» **KUTIPAN DOKUMEN**
┌────────

Minggu, 01 Desember 2013

ANALISIS NOVEL




KEMBALINYA HARKAT KEMANUSIAAN
YANG TELAH HILANG
(ANALISIS NOVEL KUBAH KARYA AHMAD TOHARI)




              Novel setebal 189 halaman ini  menceritakan perjalanan hidup seorang tokoh, Karman, yang pada masa mudanya tergolong pemuda yang patuh, sopan, ulet,  dan rajin ke masjid. Namun, karena tidak bisa menikahi anak Haji Bakir, Rifah, Karman berubah sikap. Karman membenci Haji Bakir dan tidak rajin ke masjid lagi. Kekecewaan Karman dimanfaatkan oleh tokoh komunis Margo dan Triman untuk memasukan idiologinya dalam diri Karman. Karman terjerumus masuk dalam ideologi komunis dan akhirnya di tangkap dan ditahan di Pulau B (Buru) dengan meninggalkan seorang isteri dan tiga anak. Setelah masa tahanan di pengasingan habis, Karman pulang ke desanya dan masyarakat menerimanya kembali dengan iklas.
              Melalui novel Kubah, Ahmad Tohari ingin menyampaikan pesan kepada pembaca bahwa pada dasarnya semua orang pasti tidak ingin berbuat  salah, dan apabila punya kesalahan pasti ingin memperbaiki kesalahannya dan ingin kesalahannya dimaafkan. Ahmad Tohari juga berpesan bahwa seharusnya masyarakat iklas menjadi pemaaf dan bersikap arif terhadap ‘orang-orang  buangan’ seperti tokoh Karman yang diceritakan dalam novel ini.
              Cerita dalam novel ini diawali dengan gambaran keraguan tokoh Karman ketika mau pulang untuk menimati kebebasannya setelah  sekian lama berada dalam pengasingan di Pulau B. Dia ragu untuk pulang karena khawatir akan dicibir dan dibenci orang-orang sedesanya.

                        Setelah berhasil mengedepankan gejolak perasaannya, Karman sadar  bahwa dirinya sedang berada dalam perjalanan pulang yang  panjang dari Pulau B. Pulang? Tanya Karman berkali-kali kepada dirinya sendiri. Pulang ke mana? Aku memang lahir di sana, di Pagetan. Di sana aku dibesarkan dan di sana aku pernah punya rumah, istri dan anak. Namun masih adakah semua itu? Dan, apakah kampungku, terutama orang-orang, mau menerima aku kembali? Sebuah letupan kekuatan tiba-tiba mengoyahkan hatinya (Kubah, 1995 : 30).

└────────

» **ENTRI TERSIMPAN**
┌────────

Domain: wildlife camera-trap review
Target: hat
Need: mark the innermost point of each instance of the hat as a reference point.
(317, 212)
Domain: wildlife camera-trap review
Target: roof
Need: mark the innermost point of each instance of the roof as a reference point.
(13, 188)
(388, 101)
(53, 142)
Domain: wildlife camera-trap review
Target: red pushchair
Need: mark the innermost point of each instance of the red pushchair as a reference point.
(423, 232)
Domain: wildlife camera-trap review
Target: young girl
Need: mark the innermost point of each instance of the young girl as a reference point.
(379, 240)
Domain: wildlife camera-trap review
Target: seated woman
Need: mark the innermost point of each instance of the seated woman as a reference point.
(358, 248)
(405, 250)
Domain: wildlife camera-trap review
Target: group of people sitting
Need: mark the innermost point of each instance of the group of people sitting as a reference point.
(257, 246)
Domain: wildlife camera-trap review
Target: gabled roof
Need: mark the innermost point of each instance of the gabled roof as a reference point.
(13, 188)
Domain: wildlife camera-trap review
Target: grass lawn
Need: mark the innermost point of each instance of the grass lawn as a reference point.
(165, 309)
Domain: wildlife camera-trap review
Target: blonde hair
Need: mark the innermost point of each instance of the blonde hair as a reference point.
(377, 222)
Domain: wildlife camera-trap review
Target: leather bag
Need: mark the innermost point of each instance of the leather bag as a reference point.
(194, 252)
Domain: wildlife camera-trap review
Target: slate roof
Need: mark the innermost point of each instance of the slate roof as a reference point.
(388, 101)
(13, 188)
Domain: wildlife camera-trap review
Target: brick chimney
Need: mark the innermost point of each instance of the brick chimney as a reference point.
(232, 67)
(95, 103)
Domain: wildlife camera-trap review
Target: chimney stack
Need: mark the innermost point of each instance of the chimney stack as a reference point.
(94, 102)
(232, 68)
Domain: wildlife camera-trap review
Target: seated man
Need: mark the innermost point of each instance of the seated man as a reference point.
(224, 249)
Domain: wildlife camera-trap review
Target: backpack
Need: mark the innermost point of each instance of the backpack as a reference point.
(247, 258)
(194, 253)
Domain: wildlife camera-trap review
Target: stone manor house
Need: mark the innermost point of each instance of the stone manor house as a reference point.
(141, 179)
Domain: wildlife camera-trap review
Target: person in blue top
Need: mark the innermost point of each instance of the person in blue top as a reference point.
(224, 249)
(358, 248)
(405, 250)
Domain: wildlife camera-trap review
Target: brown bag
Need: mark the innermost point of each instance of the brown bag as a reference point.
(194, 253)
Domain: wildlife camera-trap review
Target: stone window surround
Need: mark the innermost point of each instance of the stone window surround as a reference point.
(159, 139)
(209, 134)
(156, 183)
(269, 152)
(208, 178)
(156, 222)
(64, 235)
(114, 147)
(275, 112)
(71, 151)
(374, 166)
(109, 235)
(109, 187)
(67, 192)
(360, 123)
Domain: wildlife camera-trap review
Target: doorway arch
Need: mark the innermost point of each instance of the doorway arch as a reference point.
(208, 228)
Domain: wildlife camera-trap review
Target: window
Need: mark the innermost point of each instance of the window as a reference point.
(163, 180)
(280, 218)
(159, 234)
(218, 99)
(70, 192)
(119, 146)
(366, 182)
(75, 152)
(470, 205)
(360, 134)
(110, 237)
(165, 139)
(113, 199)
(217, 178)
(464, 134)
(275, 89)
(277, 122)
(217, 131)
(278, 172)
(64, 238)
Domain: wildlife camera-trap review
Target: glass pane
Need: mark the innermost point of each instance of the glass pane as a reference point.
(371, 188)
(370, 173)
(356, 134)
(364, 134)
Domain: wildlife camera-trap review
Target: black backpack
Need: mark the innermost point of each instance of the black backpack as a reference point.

└────────

» **PETUNJUK TUGAS 1**
Salin dengan persis bagian teks analisis novel yang dimulai pada kata-kata yang memuat "Novel setebal 189" dan berakhir setelah "kembali dengan iklas.".
» **PETUNJUK TUGAS 2**
Tampilkan setiap baris entri yang memuat kata "people", dengan membedakan huruf besar dan huruf kecil.
Teks analisis novel dan entri di atas merupakan dua bahan yang terpisah.

» **HASIL TUGAS 1**
Novel setebal 189 halaman ini  menceritakan perjalanan hidup seorang tokoh, Karman, yang pada masa mudanya tergolong pemuda yang patuh, sopan, ulet,  dan rajin ke masjid. Namun, karena tidak bisa menikahi anak Haji Bakir, Rifah, Karman berubah sikap. Karman membenci Haji Bakir dan tidak rajin ke masjid lagi. Kekecewaan Karman dimanfaatkan oleh tokoh komunis Margo dan Triman untuk memasukan idiologinya dalam diri Karman. Karman terjerumus masuk dalam ideologi komunis dan akhirnya di tangkap dan ditahan di Pulau B (Buru) dengan meninggalkan seorang isteri dan tiga anak. Setelah masa tahanan di pengasingan habis, Karman pulang ke desanya dan masyarakat menerimanya kembali dengan iklas.

» **HASIL TUGAS 2**
Target: group of people sitting
Need: mark the innermost point of each instance of the group of people sitting as a reference point.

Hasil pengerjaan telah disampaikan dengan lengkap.